* Begin *

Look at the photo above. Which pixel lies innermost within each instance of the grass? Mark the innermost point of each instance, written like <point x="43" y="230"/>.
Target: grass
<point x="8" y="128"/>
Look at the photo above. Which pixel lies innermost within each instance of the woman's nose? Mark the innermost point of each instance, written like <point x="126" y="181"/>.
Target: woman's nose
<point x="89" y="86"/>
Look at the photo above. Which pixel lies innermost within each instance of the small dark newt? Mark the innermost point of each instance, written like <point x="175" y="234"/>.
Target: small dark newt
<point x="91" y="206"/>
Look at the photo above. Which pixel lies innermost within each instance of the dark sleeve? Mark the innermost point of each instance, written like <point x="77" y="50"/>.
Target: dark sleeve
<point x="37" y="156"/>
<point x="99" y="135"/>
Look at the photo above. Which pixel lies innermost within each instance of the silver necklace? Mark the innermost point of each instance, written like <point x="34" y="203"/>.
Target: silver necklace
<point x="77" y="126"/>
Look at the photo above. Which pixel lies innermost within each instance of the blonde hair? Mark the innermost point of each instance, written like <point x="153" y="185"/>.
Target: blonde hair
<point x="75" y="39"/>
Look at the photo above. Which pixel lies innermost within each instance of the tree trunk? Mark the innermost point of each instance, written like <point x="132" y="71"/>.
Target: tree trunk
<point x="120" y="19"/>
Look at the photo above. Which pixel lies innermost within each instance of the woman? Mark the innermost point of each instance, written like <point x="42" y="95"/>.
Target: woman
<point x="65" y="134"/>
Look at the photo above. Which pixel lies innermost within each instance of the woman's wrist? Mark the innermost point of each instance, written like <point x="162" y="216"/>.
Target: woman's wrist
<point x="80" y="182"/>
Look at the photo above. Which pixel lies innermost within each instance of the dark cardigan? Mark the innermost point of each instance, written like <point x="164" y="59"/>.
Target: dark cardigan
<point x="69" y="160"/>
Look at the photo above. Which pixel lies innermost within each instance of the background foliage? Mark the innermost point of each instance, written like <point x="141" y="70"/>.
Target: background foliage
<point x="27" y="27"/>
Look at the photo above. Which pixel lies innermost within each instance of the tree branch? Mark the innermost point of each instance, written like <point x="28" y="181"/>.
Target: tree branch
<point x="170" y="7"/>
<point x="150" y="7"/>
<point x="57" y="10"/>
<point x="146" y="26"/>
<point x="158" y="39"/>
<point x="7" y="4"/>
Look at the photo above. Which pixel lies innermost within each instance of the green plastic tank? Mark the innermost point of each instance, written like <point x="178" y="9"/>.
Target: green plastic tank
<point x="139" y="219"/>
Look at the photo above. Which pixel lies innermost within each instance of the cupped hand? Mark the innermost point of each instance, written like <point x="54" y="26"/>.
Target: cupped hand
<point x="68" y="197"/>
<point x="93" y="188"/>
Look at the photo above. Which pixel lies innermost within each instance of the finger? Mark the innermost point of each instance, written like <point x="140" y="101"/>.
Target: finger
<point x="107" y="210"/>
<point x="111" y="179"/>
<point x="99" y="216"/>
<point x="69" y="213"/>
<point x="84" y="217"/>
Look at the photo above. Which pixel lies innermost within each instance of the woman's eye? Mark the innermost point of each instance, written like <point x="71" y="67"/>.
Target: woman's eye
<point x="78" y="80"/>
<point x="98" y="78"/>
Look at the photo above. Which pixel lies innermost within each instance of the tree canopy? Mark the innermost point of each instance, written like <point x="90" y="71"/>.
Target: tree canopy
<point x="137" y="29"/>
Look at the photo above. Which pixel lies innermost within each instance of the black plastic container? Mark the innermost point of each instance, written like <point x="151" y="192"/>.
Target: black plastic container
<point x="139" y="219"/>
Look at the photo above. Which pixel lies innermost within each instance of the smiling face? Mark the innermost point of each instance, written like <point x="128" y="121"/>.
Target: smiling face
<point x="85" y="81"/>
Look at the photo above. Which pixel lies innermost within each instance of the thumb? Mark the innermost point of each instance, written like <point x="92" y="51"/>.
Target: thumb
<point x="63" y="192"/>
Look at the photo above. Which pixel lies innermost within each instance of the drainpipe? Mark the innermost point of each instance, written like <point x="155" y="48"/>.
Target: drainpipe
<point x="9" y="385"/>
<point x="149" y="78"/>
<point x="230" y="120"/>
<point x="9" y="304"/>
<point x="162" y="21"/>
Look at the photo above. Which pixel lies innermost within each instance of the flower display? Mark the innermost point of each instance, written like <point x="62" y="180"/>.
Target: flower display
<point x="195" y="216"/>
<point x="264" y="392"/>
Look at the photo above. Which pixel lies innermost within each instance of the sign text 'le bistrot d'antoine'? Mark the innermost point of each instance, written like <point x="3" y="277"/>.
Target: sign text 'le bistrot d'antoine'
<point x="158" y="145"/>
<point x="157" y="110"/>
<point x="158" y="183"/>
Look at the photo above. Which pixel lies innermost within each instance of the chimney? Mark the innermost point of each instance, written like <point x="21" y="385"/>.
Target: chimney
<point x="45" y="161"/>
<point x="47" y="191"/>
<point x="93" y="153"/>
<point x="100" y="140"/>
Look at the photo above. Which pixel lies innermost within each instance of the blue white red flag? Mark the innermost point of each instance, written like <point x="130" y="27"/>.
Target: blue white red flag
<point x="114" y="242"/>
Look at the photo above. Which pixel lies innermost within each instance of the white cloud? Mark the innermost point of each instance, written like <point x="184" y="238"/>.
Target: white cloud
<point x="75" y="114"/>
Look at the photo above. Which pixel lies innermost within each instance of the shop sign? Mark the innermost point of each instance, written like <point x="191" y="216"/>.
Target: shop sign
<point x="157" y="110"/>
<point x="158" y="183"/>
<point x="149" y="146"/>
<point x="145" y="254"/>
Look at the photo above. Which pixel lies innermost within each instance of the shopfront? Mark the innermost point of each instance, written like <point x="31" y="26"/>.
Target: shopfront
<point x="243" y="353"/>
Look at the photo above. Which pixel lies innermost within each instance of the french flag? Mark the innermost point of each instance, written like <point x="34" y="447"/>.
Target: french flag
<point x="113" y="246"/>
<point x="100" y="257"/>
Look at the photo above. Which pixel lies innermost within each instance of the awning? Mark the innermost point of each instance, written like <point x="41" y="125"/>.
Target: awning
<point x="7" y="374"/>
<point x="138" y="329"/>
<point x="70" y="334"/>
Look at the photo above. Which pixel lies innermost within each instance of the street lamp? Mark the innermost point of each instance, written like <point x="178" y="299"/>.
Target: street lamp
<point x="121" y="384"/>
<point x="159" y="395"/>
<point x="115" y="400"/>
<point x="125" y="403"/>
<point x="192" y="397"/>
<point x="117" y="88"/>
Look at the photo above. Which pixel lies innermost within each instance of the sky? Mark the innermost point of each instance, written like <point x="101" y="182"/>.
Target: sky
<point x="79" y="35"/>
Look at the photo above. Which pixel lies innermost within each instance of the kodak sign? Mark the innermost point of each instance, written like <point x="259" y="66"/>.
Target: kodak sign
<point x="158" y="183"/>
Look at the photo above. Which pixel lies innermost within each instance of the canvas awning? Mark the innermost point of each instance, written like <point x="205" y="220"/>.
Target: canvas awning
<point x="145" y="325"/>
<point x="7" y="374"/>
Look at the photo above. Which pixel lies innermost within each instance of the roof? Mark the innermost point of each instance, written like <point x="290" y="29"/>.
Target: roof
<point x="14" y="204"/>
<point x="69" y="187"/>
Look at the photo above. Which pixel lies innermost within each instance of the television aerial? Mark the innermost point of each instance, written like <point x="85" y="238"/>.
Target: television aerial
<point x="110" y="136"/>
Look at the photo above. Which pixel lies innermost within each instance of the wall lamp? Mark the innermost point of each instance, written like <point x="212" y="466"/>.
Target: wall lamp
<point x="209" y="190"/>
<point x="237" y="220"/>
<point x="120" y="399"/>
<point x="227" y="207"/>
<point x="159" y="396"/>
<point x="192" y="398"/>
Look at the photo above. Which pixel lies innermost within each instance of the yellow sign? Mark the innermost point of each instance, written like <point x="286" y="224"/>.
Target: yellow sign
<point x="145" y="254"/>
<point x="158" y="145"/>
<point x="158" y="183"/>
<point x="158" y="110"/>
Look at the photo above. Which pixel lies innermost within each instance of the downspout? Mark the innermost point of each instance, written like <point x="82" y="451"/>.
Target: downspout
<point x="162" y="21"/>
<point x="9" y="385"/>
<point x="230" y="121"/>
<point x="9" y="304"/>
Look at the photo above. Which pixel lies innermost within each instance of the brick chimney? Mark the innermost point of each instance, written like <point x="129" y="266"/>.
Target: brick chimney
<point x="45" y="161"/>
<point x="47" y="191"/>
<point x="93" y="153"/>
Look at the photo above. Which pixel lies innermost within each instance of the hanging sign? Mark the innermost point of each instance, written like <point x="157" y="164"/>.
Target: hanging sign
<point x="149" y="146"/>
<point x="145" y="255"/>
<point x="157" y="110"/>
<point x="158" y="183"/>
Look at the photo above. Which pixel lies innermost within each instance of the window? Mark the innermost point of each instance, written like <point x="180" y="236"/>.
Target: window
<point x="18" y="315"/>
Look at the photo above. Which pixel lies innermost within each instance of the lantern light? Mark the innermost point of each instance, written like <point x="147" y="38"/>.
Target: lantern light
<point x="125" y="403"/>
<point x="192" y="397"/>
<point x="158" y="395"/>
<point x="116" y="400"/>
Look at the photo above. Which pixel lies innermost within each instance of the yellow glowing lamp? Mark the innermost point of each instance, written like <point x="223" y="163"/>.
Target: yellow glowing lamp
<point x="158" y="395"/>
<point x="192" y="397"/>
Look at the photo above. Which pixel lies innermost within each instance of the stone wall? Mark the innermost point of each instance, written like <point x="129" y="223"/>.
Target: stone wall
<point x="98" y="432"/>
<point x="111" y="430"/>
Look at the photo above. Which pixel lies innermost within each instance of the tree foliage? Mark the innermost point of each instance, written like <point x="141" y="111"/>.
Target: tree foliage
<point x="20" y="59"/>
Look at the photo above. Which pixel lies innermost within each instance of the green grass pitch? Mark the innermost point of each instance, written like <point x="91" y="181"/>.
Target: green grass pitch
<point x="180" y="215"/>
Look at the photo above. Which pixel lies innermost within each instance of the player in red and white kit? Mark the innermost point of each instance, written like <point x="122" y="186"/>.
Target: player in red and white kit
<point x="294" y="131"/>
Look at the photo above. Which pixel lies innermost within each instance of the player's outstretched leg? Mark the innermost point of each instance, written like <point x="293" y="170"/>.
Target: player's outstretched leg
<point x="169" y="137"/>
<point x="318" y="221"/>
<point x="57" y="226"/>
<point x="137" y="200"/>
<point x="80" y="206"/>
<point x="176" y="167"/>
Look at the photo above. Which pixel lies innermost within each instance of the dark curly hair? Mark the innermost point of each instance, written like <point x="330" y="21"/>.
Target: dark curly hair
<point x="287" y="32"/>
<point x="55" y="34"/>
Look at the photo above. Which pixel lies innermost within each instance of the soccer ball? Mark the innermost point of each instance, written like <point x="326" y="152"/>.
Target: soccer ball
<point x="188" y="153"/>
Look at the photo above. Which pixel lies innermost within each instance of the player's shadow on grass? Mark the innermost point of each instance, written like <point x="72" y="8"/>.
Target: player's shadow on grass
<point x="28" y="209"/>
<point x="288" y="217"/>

* End *

**The problem:**
Reproduce the records above exactly, starting with the line that contains "the green grass" and ending with the last line.

**Exercise output:**
Look at the photo above. Which pixel lies innermost within each instance of the green grass pitch? Mark the innermost point of each instance, written like <point x="91" y="181"/>.
Target: green grass pitch
<point x="180" y="215"/>
Look at the photo above. Which pixel lies innermost within each instance of the player in red and white kit? Mark the innermost point of each instance, written like <point x="122" y="186"/>.
Target: player in red and white kit
<point x="294" y="131"/>
Look at the photo above. Which pixel lies innermost within each instance of the player's outstretched leg? Mark the innermost point of each instance, written like <point x="293" y="170"/>.
Target: player's outstretched leg
<point x="169" y="137"/>
<point x="318" y="221"/>
<point x="57" y="226"/>
<point x="137" y="200"/>
<point x="80" y="206"/>
<point x="176" y="167"/>
Look at the photo above. Which pixel lies innermost within each instance of the dark curly hair? Mark the innermost point of each instance, written like <point x="330" y="21"/>.
Target: dark curly hair
<point x="287" y="32"/>
<point x="55" y="34"/>
Look at the photo above. Which pixel lies innermost within each instance of the soccer ball? Mark the innermost point of each instance, written like <point x="326" y="152"/>.
Target: soccer ball
<point x="188" y="153"/>
Look at the photo above. Which pixel lies innermost within each instance of the player's shadow on grass? Mark the innermost point of each instance, written like <point x="72" y="8"/>.
Target: player's shadow on grass
<point x="28" y="209"/>
<point x="288" y="217"/>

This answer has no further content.